Wednesday, September 9, 2009

Introduction to Acts

Tonight I am starting a class on the Book of Acts. Here are some introductory notes.

I. The Genre of the Book of Acts

A. The last several years have seen a scholarly consensus that Acts falls somewhere in the continuum of ancient historiography, particularly Hellenistic history (Witherington 39-51).

B. Greco-Roman historians had three goals: to be truthful, useful, and entertaining (Aune 95).

C. Ancient historians had a point of view, but were careful to present accurate history.

D. Literary forms of Greco-Roman history (Aune 89-95):

1. Prefaces (Luke 1:1-4; Acts 1:1), which secured the good will of the audience while gaining their attention and disposing them to receive instruction. Hellenistic histories often contained:

a. Requests and dedications

b. Comments on the value of history

c. Mention of predecessors (often critical)

Listed records:

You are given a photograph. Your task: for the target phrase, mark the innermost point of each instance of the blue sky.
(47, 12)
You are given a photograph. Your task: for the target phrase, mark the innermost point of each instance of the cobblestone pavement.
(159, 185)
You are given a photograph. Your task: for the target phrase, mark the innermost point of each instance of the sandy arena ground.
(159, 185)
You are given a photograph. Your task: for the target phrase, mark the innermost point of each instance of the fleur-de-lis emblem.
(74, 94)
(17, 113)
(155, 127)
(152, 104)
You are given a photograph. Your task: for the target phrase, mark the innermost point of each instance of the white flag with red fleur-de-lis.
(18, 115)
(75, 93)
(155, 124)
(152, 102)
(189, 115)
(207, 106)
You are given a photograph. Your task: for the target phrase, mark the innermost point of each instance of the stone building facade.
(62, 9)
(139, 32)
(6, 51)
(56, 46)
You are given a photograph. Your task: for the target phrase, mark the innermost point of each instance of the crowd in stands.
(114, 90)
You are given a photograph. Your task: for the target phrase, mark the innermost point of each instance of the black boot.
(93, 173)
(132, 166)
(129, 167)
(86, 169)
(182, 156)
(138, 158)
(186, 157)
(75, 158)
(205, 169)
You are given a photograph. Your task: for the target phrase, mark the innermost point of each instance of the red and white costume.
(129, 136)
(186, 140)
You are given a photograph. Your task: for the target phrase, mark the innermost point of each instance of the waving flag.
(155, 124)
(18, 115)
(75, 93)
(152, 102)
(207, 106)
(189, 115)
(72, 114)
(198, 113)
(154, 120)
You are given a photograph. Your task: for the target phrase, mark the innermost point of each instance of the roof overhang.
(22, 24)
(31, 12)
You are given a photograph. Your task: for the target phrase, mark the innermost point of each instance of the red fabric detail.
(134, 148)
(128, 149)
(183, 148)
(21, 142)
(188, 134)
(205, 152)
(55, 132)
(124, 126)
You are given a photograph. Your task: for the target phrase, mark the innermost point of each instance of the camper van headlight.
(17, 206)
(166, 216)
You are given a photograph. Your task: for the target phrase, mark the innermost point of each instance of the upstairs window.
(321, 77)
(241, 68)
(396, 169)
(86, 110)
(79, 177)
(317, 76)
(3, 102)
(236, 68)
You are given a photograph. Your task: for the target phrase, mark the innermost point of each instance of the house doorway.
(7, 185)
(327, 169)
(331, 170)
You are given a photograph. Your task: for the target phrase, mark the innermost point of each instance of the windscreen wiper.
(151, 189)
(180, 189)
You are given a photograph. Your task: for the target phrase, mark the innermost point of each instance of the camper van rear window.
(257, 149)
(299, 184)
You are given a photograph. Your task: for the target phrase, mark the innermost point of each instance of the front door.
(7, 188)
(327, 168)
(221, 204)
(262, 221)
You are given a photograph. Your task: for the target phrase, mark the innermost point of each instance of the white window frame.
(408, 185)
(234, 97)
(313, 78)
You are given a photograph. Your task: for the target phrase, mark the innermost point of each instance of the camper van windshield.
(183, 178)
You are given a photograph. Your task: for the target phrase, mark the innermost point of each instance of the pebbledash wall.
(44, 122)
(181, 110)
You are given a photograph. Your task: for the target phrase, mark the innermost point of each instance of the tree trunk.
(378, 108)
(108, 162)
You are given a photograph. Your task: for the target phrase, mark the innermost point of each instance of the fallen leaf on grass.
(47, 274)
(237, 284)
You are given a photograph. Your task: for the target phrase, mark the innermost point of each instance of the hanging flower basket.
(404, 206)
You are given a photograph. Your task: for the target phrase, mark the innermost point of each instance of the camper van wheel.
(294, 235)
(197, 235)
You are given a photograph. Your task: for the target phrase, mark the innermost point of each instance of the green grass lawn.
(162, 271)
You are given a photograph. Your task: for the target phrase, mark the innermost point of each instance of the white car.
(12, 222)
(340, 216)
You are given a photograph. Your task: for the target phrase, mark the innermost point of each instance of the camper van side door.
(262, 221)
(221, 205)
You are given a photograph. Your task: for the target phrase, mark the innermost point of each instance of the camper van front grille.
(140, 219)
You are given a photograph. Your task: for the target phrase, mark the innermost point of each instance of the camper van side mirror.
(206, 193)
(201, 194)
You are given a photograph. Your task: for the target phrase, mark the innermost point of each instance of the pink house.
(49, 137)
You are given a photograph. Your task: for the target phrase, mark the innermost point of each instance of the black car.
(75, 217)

Directives:
1. In the notes on the Book of Acts, what three goals did Greco-Roman historians have?
2. Quote the notes on the Book of Acts from "Wednesday, September 9, 2009" up to and including "entertaining (Aune 95).".
3. Extend the notes on the Book of Acts, picking up after their final line.
The data above is separate material, unrelated to the notes on the Book of Acts.

Answers by task:
1. To be truthful, useful, and entertaining.

2.
Wednesday, September 9, 2009

Introduction to Acts

Tonight I am starting a class on the Book of Acts. Here are some introductory notes.

I. The Genre of the Book of Acts

A. The last several years have seen a scholarly consensus that Acts falls somewhere in the continuum of ancient historiography, particularly Hellenistic history (Witherington 39-51).

B. Greco-Roman historians had three goals: to be truthful, useful, and entertaining (Aune 95).

3.
d. Assurance of impartiality

e. Methodology

f. Reasons for the choice of subjects

2. Episodes connected to form a unified composition.

3. Speeches, which often explained motives. Speeches comprise approximately 30% of Acts.

4. Digressions, many times explanatory in nature (as in Acts 23:8).

II. The Characteristics of Narrative Literature

A. Recent scholarship has paid greater attention to the literary features of the narrative sections of the Bible.

B. Typical ingredients of narrative (Osborne 153-173):

1. A narrator (in the case of Acts sometimes in the first person).

2. Narrative time (not necessarily chronological).

3. Plot, usually centered around conflict of some kind (in Acts, it is the opposition to the spread of the gospel).

4. Characters (in Acts, secondarily Peter and Paul, primarily the Holy Spirit).

5. Setting (particularly in Acts this is geographical).

6. Literary techniques such as irony, comedy, repetition (two conversion stories are told three times: Cornelius and Paul; and three times Paul says he is going to the Gentiles – 13:46; 18:6; 28:28).

III. The Structure of the Book of Acts

A. Many ways to analyze the structure

1. By geography (Jerusalem – Judea and Samaria – End of the earth)

2. By evangelism (Jews, transitional, Gentile)

3. By evangelists (Peter, Philip and Barnabas, Paul)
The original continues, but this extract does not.